▶ SOURCE MATERIAL
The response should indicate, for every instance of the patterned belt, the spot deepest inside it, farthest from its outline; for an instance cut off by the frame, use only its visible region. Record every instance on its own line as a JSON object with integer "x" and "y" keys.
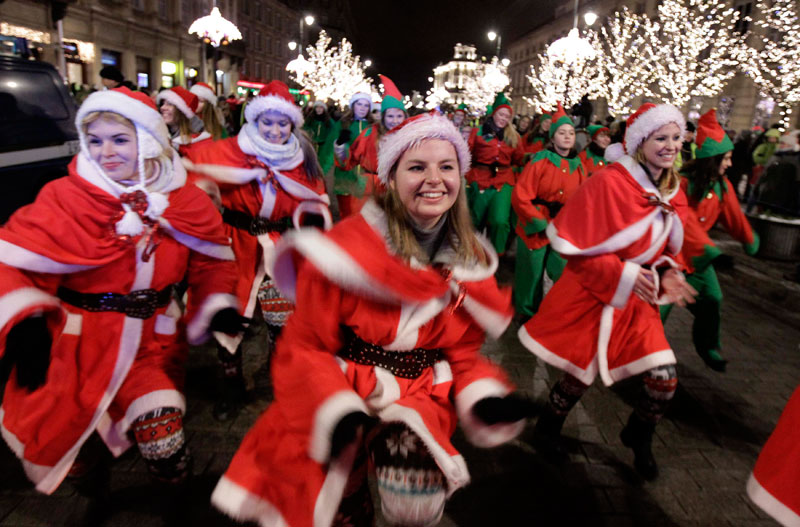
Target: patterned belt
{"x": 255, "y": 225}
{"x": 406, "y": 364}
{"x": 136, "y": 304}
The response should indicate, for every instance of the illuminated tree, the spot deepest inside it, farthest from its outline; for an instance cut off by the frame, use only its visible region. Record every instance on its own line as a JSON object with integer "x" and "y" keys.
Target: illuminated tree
---
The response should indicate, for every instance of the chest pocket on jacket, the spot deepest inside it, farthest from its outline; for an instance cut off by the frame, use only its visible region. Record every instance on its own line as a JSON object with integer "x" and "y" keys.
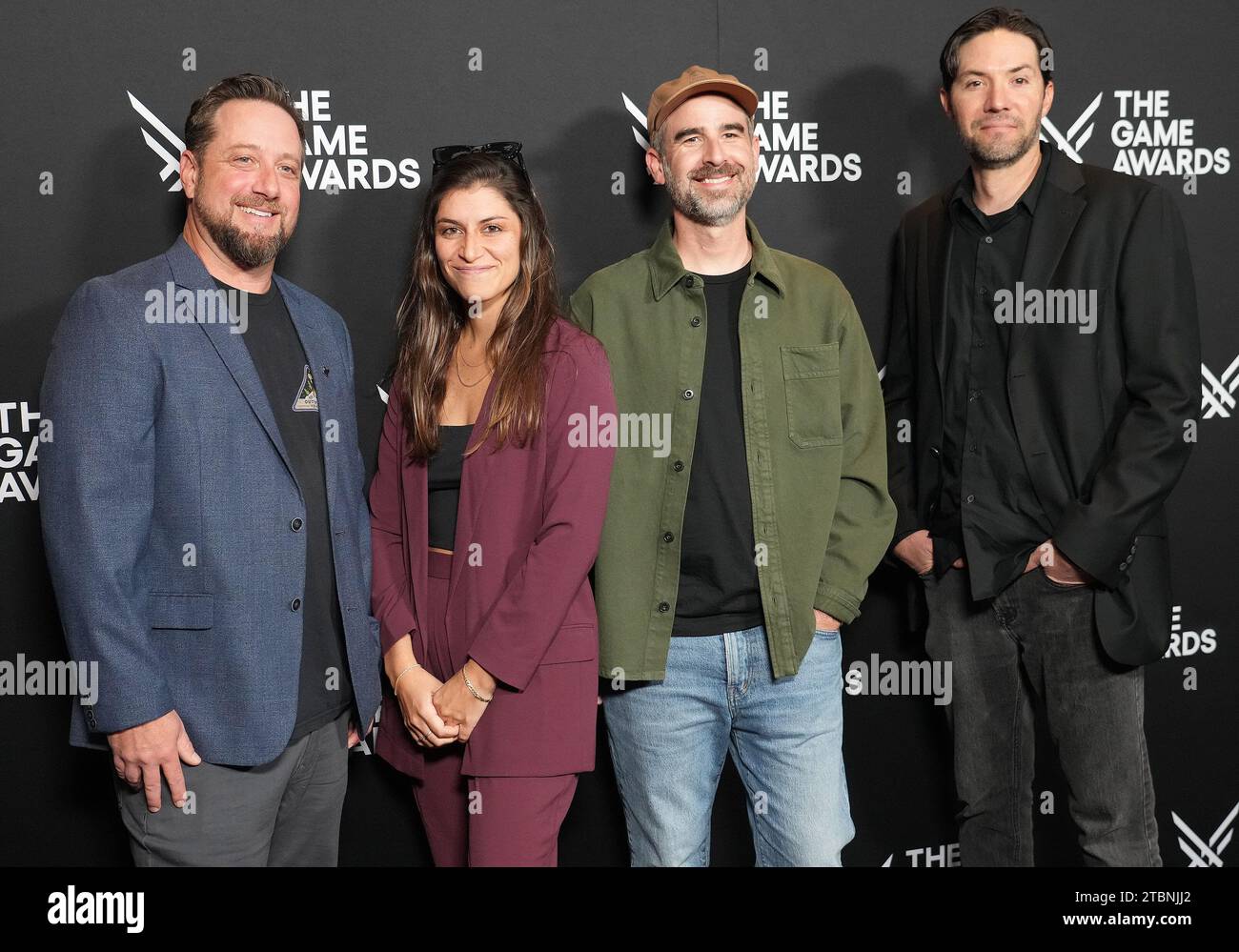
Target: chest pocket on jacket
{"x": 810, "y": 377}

▶ PROBLEM REQUIREMENTS
Can you repeat, word for word, every line above from the one containing "Target: patterned belt" down to the one containing "Target: illuminated tree", including both?

▶ YOUR RESPONSE
Target: patterned belt
{"x": 255, "y": 225}
{"x": 406, "y": 364}
{"x": 136, "y": 304}
The response should indicate, for every instance of the illuminated tree, the spot deepest inside it, farthest from its outline; for an instance cut off by the frame, use only its visible region. Record every instance on its own line as a JSON object with integer "x" and "y" keys.
Target: illuminated tree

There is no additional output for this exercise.